## Direction A
Give the records as a JSON list of strings, one string per line and blank lines omitted, starting at the line that contains "Mark one point on every instance of the ceiling fan blade" and running through the last line of the records.

#### Page excerpt ####

I mean, what you and Christian are addressing in recent weeks are real
problems, and I was / am about to write similar solutions for our Rust
dma_fence.

In the case of those names, however, I'll likely just not support that
in Rust, saving me from adding those RCU guards and delivering output
of questionable use to users.
(could ofc be added later by someone who really needs it…)

> 
> > 
> > P.
> > ---
> >   drivers/dma-buf/dma-fence.c | 2 +-
> >   1 file changed, 1 insertion(+), 1 deletion(-)
> > 
> > diff --git a/drivers/dma-buf/dma-fence.c b/drivers/dma-buf/dma-fence.c
> > index 3f78c56b58dc..1875a0abebd3 100644
> > --- a/drivers/dma-buf/dma-fence.c
> > +++ b/drivers/dma-buf/dma-fence.c
> > @@ -1111,7 +1111,7 @@ const char __rcu *dma_fence_driver_name(struct dma_fence *fence)
> >   	if (!test_bit(DMA_FENCE_FLAG_SIGNALED_BIT, &fence->flags))
> >   		return fence->ops->get_driver_name(fence);
> >   	else
> > -		return "detached-driver";
> > +		return "driver-whose-fence-is-already-signalled";
> 
> IMHO unnecessarily verbose and whether or not changing it to anything
> different warrants a Fixes: tag is debatable.

#### Working data ####

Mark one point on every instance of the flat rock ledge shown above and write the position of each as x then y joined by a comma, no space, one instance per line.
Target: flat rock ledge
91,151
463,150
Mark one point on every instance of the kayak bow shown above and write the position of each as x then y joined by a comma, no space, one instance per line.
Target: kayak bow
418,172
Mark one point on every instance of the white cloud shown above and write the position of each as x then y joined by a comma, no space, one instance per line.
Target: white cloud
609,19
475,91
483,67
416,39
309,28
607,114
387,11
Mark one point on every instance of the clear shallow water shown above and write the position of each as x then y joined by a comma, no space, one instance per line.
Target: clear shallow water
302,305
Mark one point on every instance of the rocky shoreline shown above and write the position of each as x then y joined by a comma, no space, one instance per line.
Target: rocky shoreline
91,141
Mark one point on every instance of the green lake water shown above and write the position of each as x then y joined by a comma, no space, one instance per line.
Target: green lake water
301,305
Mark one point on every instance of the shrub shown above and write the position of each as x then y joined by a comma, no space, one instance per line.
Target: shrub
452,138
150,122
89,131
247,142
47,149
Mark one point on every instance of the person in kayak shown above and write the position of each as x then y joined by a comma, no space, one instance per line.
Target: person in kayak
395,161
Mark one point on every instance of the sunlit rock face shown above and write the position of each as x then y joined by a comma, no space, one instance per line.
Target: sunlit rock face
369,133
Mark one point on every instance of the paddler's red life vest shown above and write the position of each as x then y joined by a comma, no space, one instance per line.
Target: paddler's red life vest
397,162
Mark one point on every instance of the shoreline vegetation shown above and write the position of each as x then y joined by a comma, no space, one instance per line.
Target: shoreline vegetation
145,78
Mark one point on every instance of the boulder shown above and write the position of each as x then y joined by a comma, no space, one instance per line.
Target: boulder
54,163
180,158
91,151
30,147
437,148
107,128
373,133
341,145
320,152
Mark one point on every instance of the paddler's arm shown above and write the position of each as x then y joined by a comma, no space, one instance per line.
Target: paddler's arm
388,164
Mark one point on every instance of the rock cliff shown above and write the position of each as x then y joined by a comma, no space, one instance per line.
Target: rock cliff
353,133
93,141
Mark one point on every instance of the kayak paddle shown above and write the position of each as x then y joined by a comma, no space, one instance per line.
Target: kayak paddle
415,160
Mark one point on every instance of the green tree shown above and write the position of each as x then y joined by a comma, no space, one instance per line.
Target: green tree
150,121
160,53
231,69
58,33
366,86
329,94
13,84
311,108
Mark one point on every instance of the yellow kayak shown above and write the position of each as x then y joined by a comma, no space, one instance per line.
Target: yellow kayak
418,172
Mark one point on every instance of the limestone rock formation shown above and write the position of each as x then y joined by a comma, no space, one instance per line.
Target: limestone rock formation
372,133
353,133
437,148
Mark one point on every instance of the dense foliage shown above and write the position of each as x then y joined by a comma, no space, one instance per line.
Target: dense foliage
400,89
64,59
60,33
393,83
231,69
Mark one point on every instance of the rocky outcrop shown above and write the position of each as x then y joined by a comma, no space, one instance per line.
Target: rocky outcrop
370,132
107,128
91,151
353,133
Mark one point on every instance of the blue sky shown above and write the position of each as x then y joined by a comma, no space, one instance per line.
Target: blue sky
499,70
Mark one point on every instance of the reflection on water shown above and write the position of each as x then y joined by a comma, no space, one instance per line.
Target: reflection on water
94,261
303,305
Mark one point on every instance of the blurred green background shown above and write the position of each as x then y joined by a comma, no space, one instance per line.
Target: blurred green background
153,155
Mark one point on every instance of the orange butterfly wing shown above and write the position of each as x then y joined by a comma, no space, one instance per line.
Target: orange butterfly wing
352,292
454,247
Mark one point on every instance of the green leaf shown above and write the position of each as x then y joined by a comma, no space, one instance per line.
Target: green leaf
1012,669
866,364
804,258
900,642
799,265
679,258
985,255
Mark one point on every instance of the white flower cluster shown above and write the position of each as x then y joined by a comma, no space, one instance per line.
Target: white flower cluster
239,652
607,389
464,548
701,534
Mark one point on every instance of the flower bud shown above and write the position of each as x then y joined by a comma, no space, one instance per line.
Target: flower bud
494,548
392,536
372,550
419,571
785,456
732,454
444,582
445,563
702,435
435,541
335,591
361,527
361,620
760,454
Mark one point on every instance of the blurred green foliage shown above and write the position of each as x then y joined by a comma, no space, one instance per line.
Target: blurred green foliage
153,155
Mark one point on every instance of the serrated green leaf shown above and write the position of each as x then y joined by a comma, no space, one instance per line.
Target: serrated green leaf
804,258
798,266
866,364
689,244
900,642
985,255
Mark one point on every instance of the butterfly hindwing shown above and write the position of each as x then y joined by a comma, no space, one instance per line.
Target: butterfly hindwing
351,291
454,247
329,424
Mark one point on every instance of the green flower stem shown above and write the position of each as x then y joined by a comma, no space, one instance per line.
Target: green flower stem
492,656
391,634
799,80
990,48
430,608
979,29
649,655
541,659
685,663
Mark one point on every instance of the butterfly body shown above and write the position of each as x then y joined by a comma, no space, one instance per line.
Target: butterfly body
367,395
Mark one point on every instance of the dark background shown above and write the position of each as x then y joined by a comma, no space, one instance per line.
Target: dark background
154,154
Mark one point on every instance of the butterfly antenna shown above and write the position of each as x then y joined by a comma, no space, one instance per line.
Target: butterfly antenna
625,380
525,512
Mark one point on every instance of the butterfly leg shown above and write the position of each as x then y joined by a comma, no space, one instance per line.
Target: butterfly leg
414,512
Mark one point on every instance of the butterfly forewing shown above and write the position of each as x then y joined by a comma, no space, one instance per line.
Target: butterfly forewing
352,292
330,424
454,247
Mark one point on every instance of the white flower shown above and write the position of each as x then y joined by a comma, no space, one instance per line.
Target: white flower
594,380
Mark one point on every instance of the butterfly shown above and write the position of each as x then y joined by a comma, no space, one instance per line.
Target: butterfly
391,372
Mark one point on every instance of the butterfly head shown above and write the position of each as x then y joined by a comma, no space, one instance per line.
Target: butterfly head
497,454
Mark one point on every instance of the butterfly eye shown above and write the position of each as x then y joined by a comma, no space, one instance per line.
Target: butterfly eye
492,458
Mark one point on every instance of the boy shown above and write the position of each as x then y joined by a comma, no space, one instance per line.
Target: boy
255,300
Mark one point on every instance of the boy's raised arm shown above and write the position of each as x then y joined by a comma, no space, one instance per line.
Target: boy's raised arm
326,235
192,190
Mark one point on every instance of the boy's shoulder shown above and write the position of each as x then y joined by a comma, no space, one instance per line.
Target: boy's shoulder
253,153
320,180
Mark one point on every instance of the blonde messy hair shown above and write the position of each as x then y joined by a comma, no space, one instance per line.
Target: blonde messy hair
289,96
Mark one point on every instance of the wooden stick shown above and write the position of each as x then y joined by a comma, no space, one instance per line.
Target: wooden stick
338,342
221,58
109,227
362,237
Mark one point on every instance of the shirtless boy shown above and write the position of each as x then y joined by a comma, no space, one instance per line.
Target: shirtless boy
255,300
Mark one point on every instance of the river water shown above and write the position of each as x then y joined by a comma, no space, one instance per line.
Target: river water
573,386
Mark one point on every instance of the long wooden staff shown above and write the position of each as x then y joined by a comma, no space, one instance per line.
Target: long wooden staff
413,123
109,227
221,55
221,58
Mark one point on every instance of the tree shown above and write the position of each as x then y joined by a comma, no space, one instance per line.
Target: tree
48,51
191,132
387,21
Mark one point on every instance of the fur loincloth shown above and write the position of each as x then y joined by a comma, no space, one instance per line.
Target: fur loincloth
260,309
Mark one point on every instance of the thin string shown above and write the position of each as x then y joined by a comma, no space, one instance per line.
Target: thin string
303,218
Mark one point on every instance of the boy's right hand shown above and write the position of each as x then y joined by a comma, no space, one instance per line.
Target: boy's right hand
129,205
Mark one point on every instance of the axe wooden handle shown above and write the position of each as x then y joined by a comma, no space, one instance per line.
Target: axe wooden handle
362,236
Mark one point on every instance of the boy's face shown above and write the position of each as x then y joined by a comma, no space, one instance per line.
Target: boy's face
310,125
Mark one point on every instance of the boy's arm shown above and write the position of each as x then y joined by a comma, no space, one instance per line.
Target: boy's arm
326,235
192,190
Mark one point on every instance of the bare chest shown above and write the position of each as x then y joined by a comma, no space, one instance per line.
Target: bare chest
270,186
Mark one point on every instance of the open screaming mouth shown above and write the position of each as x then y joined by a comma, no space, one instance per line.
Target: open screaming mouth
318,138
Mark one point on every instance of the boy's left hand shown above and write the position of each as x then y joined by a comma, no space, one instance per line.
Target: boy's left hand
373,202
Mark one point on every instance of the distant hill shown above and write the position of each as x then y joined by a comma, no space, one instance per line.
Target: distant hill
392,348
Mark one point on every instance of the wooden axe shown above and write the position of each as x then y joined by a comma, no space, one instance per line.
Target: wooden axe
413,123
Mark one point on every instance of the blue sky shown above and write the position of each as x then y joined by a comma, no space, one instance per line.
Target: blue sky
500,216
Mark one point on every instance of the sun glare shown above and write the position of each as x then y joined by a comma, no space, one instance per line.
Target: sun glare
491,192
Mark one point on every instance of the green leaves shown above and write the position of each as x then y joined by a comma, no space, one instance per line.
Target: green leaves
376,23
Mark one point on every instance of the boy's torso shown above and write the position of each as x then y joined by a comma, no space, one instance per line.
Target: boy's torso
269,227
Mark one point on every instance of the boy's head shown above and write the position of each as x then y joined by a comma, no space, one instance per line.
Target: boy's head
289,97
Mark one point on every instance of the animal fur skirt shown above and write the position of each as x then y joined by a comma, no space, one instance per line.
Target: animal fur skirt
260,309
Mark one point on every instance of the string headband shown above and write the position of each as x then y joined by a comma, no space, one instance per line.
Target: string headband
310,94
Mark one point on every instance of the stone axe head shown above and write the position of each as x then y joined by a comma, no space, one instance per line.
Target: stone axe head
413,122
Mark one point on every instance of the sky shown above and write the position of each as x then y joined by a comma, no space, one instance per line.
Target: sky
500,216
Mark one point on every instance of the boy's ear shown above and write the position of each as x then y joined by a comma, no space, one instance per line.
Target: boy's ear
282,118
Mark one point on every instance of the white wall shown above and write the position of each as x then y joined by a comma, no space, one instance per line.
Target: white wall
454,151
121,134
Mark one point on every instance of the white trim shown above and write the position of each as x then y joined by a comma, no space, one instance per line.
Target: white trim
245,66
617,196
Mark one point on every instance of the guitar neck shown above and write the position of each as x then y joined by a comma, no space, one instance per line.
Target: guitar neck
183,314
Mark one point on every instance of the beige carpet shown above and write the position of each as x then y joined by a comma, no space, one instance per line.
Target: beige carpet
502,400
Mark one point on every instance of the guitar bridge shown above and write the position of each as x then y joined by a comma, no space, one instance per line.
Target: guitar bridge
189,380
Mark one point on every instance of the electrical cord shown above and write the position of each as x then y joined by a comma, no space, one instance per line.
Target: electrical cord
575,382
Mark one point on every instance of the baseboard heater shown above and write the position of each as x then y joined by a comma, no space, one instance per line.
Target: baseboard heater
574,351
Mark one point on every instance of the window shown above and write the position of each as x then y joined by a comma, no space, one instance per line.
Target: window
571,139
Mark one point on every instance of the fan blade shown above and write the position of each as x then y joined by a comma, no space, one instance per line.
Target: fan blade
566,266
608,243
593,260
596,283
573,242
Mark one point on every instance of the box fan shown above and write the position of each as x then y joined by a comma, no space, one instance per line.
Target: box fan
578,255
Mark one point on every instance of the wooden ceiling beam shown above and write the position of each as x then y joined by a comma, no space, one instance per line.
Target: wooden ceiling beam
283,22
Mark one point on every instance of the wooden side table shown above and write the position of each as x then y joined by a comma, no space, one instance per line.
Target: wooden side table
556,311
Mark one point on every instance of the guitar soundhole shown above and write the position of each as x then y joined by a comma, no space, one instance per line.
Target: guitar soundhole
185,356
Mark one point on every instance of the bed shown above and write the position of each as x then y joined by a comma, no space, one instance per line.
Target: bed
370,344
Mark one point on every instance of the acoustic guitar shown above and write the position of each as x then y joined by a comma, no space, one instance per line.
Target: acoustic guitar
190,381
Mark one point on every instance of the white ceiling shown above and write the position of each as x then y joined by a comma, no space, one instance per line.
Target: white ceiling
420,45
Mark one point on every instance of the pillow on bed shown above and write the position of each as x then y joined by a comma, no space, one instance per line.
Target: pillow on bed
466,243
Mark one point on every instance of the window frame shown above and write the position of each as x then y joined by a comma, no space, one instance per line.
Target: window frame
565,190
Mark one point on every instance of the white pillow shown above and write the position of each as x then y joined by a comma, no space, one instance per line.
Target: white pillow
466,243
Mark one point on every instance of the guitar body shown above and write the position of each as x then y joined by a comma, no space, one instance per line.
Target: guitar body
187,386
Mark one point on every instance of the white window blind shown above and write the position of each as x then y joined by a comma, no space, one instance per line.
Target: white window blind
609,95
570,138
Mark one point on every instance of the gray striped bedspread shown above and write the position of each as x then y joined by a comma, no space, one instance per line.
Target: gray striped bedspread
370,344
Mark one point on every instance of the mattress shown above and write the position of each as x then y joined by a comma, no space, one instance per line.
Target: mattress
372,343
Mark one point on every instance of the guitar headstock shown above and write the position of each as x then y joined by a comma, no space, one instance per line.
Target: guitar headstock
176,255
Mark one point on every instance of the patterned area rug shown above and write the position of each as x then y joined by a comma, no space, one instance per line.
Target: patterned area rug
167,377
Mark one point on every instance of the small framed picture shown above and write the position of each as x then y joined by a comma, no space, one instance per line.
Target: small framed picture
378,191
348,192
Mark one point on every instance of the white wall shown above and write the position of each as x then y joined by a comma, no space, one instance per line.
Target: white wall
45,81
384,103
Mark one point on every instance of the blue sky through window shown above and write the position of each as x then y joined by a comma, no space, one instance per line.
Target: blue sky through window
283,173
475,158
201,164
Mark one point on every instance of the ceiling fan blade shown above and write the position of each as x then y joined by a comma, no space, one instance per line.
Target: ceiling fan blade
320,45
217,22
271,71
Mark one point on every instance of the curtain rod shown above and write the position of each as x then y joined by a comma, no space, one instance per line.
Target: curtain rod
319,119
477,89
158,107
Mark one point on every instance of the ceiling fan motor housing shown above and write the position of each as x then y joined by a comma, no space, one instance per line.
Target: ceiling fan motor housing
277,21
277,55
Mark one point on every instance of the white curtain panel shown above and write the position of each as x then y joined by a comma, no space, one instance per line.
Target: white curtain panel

####

## Direction B
Write what comes next in the thread about the dma_fence driver-name patch, starting after its last sentence.

## Exercise output A
[
  "Mark one point on every instance of the ceiling fan blade shown above and write the position of each as x then y joined by a comma, no space, one instance per line.",
  "Target: ceiling fan blade",
  "320,45",
  "217,22",
  "271,71",
  "Mark one point on every instance of the curtain rod shown above and write the position of each as x then y joined by a comma, no space, one instance per line.",
  "Target: curtain rod",
  "319,119",
  "477,89",
  "158,107",
  "Mark one point on every instance of the ceiling fan motor housing shown above and write the position of each as x then y joined by a comma, no space, one instance per line.",
  "Target: ceiling fan motor housing",
  "277,21",
  "277,55",
  "Mark one point on every instance of the white curtain panel shown above and write the position of each as x then y joined by a comma, no space, one instance per line.",
  "Target: white curtain panel"
]

## Exercise output B
IMO the output is just wrong and confusing. It's easy to imagine that
some user starts wondering and searching why his driver has been
unloaded, opening support tickets and so on.

Could be less verbose, though. Dunno. I let the maintainer decide.

P.

> 
> Regards,
> 
> Tvrtko
> 
> >   }
> >   EXPORT_SYMBOL(dma_fence_driver_name);
> >   
> 
Re: [PATCH] dma-fence: Correct return of dma_fence_driver_name()
Posted by Tvrtko Ursulin 3 months, 2 weeks ago
On 24/10/2025 11:59, Philipp Stanner wrote:
> On Fri, 2025-10-24 at 09:31 +0100, Tvrtko Ursulin wrote:
>>
>> On 24/10/2025 08:50, Philipp Stanner wrote:
>>> To decouple the dma_fence_ops lifetime from dma_fences lifetime RCU
>>> support was added to said function, coupled with using the signaled bit
>>> to detect whether the fence_ops might be gone already.
>>>
>>> When implementing that a wrong string was set as a default return
>>> parameter, indicating that every driver whose fence is already signalled
>>> must be detached, which is frankly wrong.
>>
>> Depends on how you look at it. After being signaled fence has to be
>> detached from the driver. Ie. nothing belonging to this driver must be
>> accessed via the fence.
> 
> Is that even documented btw? Many of the mysterious "dma fence rules"
> are often only obtainable by asking Christian & Co

I tried to document it in the very patch which added it. Both in the 
commit message and in the large sticky-outy comments added to these helpers:

"""
  * dma_fence_driver_name - Access the driver name
  * @fence: the fence to query
  *
  * Returns a driver name backing the dma-fence implementation.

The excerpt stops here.